PROBLEM. In the passage on biodiversity loss below, please list everything that the text says is created by the interaction of everything that lives and dies.

SELECTED PASSAGE.
· · ·

Loss of Biodiversity Means Loss of Human Life

The loss of biodiversity means the loss of all life supported by inter-connected dynamics which supply air, water and nutrients.  Biodiversity is in effect, everything evolved on earth that is not mere mineral or inanimate chemical. 

In school, many students have learned about the food chain, or even the great chain of being.  The chain theory, however, is obsolete and has been replaced by the new comprehension that all life complements other life.  Life exists in a web of interconnected bits.

It is not just the survival of fittest, but the interaction of everything that lives and dies which creates the carbon cycle, the hydrology cycle, the replenishment of the soil and the restoration, daily and ongoing, of the water and air that support life upon earth. Without insects, pollinators, and seed depositors, there is no way to propagate or continue sustainable populations of plants and animals, no less human beings.

· · ·

INFORMATION PROVIDED.
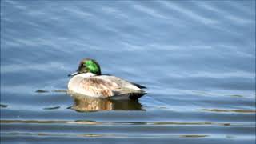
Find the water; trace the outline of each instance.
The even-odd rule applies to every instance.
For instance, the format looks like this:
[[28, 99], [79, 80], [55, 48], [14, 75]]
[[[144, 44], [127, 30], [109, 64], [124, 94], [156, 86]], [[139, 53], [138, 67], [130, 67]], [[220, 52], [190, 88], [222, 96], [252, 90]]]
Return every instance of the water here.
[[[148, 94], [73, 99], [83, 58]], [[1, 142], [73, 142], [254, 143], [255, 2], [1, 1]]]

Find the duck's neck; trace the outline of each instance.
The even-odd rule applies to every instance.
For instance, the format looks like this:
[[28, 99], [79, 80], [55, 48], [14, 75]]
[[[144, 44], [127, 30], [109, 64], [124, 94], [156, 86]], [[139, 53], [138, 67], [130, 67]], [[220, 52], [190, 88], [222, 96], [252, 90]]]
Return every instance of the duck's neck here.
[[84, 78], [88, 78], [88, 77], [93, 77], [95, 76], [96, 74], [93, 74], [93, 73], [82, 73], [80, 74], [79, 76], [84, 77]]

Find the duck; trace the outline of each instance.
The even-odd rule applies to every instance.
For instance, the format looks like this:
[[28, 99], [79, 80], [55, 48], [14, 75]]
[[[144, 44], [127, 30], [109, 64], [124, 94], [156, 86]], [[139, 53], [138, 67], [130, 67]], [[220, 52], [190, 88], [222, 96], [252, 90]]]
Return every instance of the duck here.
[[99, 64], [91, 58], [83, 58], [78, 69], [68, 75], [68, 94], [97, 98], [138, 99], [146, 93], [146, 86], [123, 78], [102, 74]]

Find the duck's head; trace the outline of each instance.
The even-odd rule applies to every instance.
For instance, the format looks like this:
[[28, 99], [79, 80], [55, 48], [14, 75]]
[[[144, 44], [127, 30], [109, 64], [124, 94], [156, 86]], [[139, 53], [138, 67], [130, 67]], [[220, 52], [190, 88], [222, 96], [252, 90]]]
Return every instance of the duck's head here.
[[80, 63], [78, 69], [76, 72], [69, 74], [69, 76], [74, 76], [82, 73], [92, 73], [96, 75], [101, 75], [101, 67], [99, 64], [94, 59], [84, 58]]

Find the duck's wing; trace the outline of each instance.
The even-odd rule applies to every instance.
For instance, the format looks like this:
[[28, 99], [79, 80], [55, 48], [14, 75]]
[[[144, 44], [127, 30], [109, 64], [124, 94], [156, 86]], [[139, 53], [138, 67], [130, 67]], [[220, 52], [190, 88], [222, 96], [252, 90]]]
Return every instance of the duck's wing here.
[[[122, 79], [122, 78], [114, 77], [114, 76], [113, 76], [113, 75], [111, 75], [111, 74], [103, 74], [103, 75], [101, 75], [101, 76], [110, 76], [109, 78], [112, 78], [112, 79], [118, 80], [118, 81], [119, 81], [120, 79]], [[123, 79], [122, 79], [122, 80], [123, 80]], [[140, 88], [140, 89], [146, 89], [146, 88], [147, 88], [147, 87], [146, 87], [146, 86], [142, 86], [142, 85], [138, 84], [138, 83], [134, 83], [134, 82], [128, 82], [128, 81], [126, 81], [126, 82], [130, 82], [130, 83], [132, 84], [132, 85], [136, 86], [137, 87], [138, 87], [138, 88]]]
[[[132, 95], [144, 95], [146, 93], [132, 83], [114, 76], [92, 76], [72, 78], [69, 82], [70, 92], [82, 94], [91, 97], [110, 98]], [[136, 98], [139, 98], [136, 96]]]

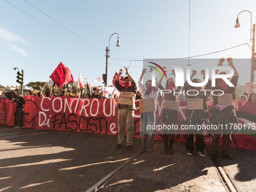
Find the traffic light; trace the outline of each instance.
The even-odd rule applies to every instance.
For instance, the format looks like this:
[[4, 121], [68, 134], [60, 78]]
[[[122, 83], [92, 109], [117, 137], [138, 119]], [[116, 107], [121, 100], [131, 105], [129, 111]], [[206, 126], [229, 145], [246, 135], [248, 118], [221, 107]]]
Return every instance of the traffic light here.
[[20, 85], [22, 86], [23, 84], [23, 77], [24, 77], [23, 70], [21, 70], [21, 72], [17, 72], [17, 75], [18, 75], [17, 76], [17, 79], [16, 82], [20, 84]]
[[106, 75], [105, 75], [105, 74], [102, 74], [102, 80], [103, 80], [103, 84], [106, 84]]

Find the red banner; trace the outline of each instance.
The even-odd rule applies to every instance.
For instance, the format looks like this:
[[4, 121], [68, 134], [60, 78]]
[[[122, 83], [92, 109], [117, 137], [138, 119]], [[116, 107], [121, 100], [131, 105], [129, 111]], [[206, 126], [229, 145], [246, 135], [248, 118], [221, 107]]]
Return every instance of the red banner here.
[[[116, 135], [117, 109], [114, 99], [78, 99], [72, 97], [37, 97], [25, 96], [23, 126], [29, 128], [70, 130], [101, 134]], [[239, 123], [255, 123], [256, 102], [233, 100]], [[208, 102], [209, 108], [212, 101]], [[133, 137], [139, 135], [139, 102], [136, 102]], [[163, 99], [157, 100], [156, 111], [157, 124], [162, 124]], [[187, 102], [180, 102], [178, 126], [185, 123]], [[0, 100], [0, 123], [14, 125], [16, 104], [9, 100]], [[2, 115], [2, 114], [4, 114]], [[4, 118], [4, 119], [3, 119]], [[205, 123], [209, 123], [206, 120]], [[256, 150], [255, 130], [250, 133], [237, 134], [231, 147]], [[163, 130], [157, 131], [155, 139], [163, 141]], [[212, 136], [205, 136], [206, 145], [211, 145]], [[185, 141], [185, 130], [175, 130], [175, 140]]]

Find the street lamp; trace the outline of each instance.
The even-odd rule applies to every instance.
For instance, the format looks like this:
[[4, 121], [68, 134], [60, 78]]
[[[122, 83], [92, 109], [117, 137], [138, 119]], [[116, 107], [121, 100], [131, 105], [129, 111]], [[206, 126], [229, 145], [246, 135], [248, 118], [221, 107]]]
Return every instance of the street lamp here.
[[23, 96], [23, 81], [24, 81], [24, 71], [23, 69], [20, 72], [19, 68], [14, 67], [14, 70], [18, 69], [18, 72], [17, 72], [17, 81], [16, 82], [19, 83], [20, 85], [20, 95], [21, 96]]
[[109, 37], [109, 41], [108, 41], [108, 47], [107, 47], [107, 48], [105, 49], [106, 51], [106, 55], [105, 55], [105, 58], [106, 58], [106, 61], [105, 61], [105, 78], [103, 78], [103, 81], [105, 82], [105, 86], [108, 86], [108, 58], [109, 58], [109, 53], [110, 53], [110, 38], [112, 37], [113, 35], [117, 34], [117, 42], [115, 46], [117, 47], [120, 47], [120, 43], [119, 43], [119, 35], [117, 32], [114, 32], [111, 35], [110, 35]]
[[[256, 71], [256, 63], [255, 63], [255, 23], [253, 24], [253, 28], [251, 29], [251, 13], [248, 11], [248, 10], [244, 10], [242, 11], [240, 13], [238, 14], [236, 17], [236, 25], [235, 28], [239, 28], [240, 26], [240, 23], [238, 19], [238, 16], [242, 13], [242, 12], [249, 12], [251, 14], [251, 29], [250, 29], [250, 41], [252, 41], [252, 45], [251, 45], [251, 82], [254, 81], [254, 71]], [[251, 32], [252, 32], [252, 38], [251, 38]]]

· · ·

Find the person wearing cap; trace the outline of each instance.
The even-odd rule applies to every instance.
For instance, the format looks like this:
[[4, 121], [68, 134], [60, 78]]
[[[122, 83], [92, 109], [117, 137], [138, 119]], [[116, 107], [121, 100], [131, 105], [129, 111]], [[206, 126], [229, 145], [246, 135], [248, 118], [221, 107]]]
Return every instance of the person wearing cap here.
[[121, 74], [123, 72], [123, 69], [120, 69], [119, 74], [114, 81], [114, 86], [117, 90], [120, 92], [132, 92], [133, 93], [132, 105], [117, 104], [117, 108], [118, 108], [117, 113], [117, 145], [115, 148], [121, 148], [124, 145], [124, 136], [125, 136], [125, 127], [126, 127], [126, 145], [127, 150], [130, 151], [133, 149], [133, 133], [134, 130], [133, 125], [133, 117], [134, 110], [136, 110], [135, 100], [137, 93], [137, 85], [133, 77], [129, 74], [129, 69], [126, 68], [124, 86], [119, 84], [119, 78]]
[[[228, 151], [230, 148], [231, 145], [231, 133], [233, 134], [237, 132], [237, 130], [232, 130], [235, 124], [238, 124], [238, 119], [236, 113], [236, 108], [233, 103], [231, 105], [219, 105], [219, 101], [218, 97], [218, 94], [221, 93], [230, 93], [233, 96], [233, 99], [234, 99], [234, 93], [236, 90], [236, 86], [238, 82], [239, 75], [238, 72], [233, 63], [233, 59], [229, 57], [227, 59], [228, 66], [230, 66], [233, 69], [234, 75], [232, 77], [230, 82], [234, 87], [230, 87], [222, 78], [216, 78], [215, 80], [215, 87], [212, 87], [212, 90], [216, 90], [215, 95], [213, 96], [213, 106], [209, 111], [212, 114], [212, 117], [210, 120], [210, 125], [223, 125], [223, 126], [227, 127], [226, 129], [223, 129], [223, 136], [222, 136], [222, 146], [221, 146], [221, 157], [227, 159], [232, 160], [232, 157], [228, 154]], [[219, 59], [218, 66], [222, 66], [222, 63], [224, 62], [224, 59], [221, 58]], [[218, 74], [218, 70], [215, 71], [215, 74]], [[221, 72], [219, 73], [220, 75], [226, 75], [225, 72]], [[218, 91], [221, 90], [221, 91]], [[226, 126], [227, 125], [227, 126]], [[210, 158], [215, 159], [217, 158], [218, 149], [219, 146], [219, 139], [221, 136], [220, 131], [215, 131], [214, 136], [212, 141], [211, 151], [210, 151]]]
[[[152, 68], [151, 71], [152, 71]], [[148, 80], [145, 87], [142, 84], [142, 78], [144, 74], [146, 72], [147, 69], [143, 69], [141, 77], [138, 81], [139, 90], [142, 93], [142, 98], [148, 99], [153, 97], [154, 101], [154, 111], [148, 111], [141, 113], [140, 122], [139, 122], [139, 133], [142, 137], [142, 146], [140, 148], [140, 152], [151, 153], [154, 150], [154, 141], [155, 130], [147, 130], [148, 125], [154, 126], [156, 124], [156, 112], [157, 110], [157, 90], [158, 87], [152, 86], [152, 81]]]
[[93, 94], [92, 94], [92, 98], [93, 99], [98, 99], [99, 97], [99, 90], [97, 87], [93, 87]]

· · ·

WRITTEN ANSWER.
- the carbon cycle
- the hydrology cycle
- the replenishment of the soil
- the restoration, daily and ongoing, of the water and air that support life upon earth